"Lo scostamento l'ho fatto mettere io in Costituzione, quella possibilità si deve al sottoscritto. Ma non deve essere la soluzione facile. Prima di prevedere spese supplementari, anche per difesa o dazi, voglio sapere dove vanno a finire quelle spese e per quale motivo le devo fare". Lo ha detto il ministro dell'Economia, Giancarlo Giorgetti, in audizione sul Dfp. "Questo - ha aggiunto - è un criterio non di prudenza o di rigore, ma del buon padre di famiglia ed è il criterio con cui fin quando resto ministro continuerò a gestire il ministero dell'Economia e delle Finanze".
Confindustria, con terremoto dazi Pil 2025 a +0,3%
"Le previsioni di Confindustria sul Pil 2025 e 2026 non sono lontane da quelle del Dfp. Ma con i dazi al 20% secondo il Centro studi Confindustria la crescita del Pil sarebbe più contenuta (0,3% nel 2025 e 0,6% nel 2026). La visione complessiva è comunque in linea con quella di Confindustria". Lo ha evidenziato il direttore del Csc di Confindustria Alessandro Fontana in audizione alle commissioni bilancio riunite di Camera e Senato sul Documento di finanza pubblica, definendo le tariffe un "terremoto nelle filiere produttive globali". "L'export verso gli Usa ha dato il contributo maggiore all'aumento dell'export negli ultimi 5 anni. La decisione di Trump sui dazi è storica e comporta una profonda revisione della struttura degli scambi (cresciuti 2,6 volte in 40 anni) e della produzione a livello globale", ha spiegato. "L'export verso gli Usa attiva il 7% della produzione manifatturiera italiana (circa 90 miliardi) in modo diretto e indiretto. Gli Usa sono la prima destinazione extra-Ue di beni, servizi e Investimenti diretti esteri italiani, il secondo mercato per i beni italiani: 10,4% del totale. La manifattura - ha aggiunto - è il settore più impattato dai dazi: 99,1% dell'export di beni verso gli Usa nel 2024".

- **ESERCIZIO**: Riporta tutte le persone chiamate per nome nel testo qui sopra.

Voci di etichettatura delle regioni:
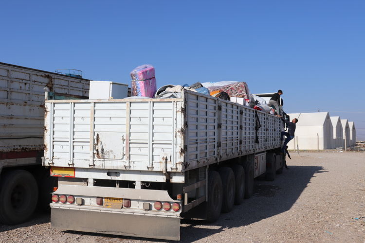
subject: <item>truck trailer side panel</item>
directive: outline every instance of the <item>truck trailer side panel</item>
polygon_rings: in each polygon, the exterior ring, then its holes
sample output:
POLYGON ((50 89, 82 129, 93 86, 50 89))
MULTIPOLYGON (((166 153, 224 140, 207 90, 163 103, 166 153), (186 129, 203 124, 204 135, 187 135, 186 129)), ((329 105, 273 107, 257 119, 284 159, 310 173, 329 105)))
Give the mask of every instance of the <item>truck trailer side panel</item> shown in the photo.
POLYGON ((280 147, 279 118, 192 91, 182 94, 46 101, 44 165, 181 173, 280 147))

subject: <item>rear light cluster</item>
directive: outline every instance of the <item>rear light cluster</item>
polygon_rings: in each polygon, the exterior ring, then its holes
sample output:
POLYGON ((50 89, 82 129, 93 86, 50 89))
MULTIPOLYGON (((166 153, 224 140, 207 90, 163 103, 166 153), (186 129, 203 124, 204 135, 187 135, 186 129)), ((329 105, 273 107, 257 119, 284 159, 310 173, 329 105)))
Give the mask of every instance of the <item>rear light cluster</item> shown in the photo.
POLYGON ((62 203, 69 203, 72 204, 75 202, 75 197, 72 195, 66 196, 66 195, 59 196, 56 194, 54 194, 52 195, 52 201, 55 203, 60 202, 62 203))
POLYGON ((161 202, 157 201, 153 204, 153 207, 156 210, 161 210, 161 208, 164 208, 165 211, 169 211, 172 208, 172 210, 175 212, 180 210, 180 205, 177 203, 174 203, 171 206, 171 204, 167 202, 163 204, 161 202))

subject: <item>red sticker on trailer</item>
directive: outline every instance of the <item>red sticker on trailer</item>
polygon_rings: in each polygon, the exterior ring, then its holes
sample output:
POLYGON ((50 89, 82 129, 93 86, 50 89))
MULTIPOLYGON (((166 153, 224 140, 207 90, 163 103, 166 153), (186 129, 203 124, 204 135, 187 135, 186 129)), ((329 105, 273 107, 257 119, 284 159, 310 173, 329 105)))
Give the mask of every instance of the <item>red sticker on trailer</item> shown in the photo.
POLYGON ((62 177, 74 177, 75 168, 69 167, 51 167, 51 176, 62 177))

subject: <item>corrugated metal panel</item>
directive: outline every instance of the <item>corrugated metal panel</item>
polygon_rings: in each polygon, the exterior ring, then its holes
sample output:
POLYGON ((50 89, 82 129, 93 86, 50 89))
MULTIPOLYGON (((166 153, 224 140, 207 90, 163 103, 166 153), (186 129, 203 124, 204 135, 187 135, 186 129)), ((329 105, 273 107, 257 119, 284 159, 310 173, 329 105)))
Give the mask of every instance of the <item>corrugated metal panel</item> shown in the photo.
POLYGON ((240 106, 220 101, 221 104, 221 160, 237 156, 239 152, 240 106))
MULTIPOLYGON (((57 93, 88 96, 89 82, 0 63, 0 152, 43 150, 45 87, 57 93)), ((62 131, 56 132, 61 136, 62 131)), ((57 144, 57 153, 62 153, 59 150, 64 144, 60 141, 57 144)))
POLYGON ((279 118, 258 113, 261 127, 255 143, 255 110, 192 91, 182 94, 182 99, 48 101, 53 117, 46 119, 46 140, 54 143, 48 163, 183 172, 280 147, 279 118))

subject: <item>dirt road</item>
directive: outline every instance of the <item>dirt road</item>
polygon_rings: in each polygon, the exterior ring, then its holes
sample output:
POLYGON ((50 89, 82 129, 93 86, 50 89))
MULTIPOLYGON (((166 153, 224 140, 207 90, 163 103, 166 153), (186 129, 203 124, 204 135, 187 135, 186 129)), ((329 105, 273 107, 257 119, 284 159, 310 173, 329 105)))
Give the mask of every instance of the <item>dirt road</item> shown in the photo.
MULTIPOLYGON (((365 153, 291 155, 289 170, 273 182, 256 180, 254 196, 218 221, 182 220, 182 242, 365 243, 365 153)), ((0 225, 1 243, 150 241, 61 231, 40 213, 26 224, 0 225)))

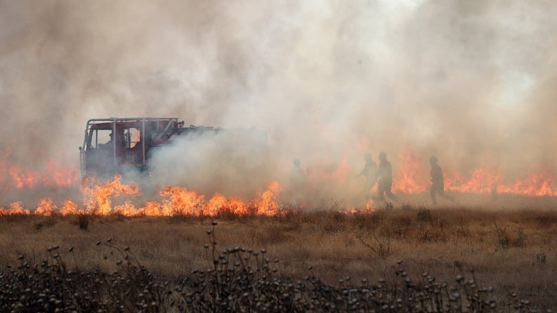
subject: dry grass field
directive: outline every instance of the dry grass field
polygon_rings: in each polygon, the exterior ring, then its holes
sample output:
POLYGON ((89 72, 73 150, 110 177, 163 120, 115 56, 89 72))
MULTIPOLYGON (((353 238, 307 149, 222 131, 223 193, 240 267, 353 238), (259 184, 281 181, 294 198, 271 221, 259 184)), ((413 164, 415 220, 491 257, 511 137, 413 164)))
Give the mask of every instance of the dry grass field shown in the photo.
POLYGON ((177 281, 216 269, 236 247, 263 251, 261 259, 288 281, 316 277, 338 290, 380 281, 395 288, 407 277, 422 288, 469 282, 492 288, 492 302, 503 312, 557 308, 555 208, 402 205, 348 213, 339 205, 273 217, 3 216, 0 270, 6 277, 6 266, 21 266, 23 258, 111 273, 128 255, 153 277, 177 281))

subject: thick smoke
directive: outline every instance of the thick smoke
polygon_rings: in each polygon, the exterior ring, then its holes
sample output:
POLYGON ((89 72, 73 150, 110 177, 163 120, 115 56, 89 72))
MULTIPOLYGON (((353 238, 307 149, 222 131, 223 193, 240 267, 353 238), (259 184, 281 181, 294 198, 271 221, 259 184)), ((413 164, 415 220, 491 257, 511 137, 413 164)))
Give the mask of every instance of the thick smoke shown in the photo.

- **SOLUZIONE SCRITTA**: Giancarlo Giorgetti, Alessandro Fontana, Trump